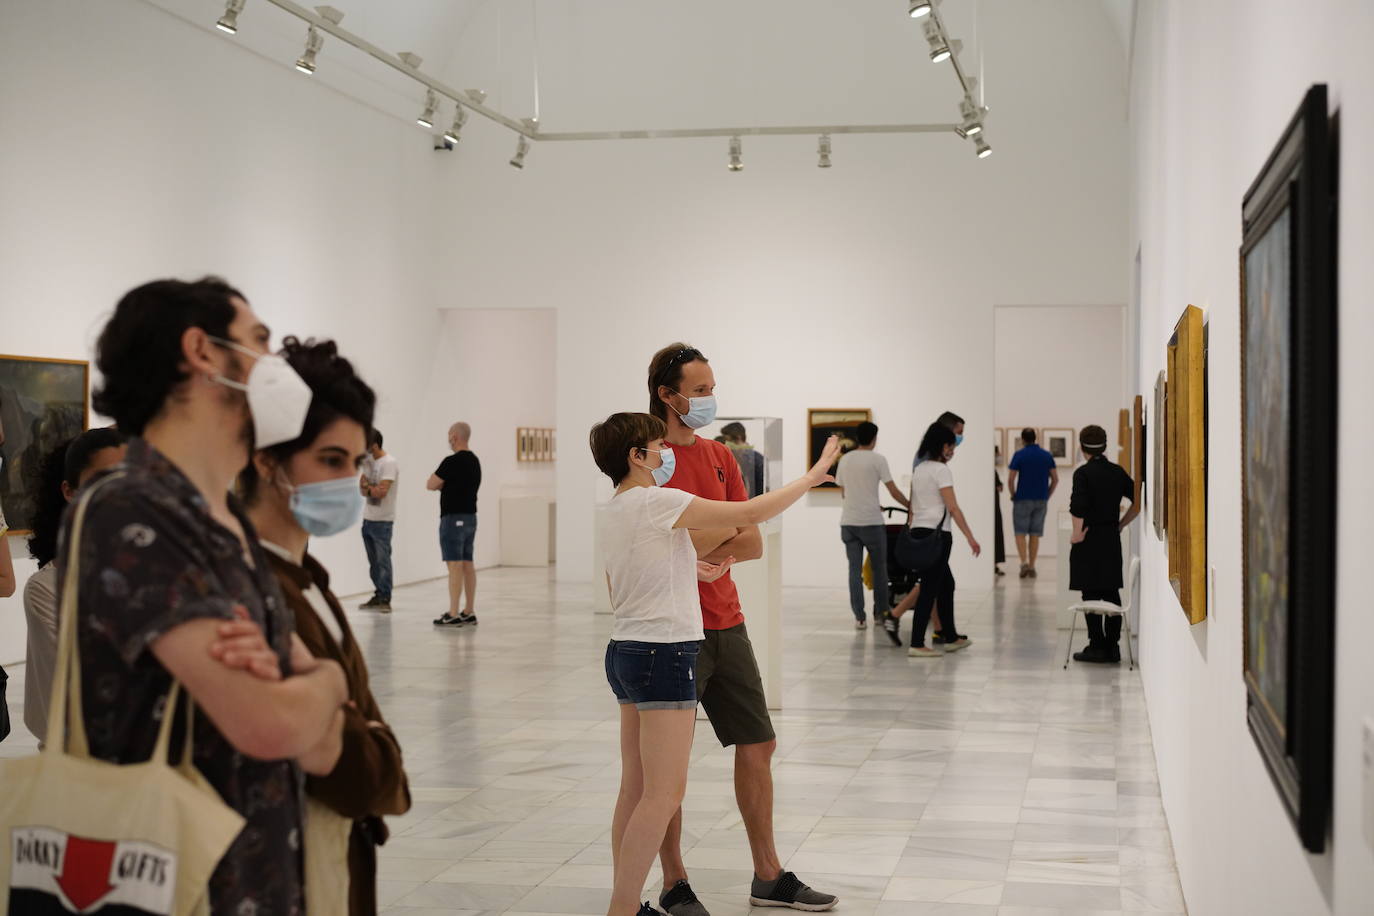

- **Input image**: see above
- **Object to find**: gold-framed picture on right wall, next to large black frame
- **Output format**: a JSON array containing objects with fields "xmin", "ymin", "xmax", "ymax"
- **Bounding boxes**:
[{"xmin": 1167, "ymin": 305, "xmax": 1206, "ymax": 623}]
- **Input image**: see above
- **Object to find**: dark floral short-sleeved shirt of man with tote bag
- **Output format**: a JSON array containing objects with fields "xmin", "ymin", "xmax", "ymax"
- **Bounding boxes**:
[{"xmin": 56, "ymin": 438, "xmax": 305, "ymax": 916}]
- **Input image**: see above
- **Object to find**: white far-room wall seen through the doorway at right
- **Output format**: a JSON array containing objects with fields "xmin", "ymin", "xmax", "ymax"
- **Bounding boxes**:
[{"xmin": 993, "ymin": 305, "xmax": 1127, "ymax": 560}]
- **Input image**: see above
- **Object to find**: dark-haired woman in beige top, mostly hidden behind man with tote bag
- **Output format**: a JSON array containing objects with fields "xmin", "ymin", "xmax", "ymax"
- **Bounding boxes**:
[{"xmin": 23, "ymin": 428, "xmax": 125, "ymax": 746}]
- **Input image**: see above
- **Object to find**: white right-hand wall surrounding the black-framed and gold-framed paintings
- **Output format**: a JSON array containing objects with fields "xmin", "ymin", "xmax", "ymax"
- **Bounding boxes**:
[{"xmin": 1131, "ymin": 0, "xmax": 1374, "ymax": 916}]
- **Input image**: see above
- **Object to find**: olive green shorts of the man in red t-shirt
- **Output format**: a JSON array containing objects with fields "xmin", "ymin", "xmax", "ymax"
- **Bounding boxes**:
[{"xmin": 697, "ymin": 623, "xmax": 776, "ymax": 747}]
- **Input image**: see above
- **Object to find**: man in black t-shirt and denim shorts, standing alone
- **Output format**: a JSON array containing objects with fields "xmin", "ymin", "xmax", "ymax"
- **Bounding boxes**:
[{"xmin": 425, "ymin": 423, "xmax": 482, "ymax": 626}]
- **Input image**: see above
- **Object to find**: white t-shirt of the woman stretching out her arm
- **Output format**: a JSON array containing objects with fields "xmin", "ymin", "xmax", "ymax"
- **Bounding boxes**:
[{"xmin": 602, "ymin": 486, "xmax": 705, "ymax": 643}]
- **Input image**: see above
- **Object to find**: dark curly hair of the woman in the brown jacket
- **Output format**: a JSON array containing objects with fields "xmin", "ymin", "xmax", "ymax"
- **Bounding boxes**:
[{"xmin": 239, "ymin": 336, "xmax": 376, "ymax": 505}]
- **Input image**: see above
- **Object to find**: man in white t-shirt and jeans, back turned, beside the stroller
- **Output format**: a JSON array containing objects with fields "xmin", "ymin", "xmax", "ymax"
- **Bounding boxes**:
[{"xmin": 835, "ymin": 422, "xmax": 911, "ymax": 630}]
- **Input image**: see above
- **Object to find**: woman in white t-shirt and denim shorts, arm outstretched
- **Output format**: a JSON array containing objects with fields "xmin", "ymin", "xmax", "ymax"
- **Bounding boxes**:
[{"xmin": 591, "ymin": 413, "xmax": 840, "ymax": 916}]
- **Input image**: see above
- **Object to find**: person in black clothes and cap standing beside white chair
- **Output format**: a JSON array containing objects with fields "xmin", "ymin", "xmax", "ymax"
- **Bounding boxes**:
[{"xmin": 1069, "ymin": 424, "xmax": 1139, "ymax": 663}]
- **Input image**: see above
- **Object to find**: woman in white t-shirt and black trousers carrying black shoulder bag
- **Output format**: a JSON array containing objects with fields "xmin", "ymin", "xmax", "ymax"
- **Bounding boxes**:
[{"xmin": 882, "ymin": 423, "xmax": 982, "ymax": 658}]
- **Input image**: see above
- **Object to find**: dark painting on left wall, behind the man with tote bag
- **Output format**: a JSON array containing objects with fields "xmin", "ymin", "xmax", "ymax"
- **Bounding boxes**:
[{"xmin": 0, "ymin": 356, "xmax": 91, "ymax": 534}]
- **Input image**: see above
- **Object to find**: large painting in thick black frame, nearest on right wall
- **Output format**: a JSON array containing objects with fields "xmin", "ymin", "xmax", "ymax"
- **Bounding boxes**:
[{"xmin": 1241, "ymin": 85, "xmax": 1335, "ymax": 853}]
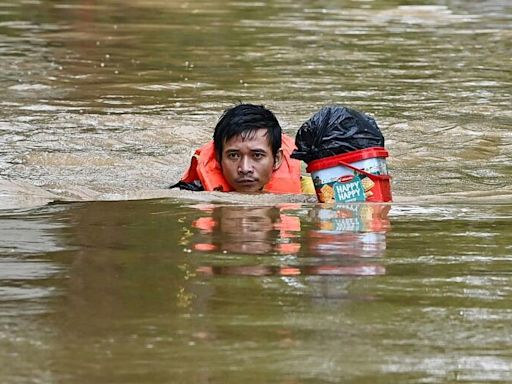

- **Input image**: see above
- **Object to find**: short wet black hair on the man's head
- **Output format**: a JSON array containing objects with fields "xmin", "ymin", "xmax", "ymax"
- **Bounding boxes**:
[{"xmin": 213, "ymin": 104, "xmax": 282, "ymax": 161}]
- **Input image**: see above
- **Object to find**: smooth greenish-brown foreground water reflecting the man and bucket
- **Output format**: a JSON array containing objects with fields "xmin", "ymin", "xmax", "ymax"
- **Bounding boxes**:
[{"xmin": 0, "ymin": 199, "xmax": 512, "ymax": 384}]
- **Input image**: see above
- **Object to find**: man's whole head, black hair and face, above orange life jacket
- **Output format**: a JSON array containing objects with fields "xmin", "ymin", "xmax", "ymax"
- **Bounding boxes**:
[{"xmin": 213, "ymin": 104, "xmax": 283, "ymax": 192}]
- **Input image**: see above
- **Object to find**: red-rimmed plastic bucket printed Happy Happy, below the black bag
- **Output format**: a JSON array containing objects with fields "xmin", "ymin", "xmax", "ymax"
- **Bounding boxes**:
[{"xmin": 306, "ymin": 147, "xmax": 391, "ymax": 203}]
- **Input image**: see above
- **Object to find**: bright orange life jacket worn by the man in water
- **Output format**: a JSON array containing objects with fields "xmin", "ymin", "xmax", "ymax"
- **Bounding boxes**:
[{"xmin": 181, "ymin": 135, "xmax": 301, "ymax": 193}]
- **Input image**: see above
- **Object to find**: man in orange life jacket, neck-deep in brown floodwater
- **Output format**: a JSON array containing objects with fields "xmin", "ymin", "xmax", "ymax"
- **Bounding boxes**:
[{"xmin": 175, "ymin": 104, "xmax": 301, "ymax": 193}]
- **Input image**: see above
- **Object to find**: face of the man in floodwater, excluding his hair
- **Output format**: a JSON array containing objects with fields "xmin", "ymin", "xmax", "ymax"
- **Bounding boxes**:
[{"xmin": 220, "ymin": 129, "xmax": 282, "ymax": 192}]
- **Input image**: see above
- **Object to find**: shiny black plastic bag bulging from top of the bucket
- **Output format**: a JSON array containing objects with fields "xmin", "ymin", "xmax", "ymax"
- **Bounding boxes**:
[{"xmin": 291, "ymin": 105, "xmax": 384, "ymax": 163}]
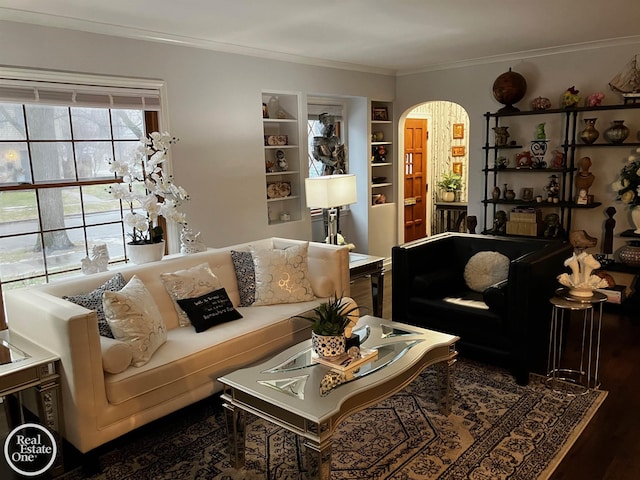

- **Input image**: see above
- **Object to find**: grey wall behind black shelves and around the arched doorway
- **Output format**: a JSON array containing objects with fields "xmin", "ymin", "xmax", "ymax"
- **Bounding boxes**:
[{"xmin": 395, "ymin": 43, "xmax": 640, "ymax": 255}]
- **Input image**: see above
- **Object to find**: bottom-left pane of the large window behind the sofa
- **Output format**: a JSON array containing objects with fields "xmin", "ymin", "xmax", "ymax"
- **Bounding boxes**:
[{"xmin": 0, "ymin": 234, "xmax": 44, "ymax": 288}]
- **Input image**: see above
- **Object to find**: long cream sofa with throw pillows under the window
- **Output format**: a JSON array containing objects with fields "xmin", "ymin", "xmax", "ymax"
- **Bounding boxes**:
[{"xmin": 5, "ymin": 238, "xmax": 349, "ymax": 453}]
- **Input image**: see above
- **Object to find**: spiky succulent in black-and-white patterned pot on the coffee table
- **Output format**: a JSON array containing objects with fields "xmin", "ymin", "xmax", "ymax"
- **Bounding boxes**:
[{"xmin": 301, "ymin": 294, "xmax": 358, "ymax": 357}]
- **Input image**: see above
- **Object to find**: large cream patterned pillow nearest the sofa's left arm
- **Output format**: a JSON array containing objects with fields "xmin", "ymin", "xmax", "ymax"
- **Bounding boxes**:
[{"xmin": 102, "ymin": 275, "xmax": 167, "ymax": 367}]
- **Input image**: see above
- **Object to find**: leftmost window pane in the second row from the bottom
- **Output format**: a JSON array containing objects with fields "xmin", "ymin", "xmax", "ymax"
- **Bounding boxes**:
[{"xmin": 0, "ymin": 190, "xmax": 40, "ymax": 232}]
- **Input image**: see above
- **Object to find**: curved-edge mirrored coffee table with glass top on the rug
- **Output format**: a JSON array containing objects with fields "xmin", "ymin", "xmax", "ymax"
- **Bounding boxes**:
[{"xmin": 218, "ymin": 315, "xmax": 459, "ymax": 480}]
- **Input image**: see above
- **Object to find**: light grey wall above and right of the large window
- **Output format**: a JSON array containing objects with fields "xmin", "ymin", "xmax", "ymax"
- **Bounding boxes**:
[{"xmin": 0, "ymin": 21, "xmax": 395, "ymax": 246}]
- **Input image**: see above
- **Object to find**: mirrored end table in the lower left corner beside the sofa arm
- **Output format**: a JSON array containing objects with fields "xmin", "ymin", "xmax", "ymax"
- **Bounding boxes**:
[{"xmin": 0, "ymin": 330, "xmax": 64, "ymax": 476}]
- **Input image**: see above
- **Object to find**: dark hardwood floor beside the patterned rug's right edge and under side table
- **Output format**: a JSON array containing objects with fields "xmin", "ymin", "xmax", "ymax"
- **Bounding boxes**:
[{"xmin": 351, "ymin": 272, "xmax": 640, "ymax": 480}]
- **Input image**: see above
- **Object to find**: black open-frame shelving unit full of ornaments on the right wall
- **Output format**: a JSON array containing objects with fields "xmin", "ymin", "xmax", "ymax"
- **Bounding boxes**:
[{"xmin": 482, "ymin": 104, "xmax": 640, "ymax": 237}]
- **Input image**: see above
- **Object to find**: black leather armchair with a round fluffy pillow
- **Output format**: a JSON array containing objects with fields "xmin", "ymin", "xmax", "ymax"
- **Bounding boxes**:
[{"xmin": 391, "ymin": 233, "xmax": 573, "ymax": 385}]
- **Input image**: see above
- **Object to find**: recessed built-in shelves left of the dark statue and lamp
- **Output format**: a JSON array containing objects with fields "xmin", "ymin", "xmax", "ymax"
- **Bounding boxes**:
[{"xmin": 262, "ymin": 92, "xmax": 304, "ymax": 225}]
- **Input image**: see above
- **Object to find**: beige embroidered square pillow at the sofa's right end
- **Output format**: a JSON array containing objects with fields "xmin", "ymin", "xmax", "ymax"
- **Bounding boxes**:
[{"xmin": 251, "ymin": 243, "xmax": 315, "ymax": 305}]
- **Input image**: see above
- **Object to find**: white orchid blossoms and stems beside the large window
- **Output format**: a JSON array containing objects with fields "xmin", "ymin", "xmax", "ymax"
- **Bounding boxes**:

::::::::::

◆ Task goal
Each line in the records that carries "life" must be copied out.

◆ Response to the task
- **Object to find**: man's whole head, black hair and face, above orange life jacket
- **Object to find**: bright orange life jacket worn by the man in water
- **Object to find**: man in orange life jacket, neck-deep in brown floodwater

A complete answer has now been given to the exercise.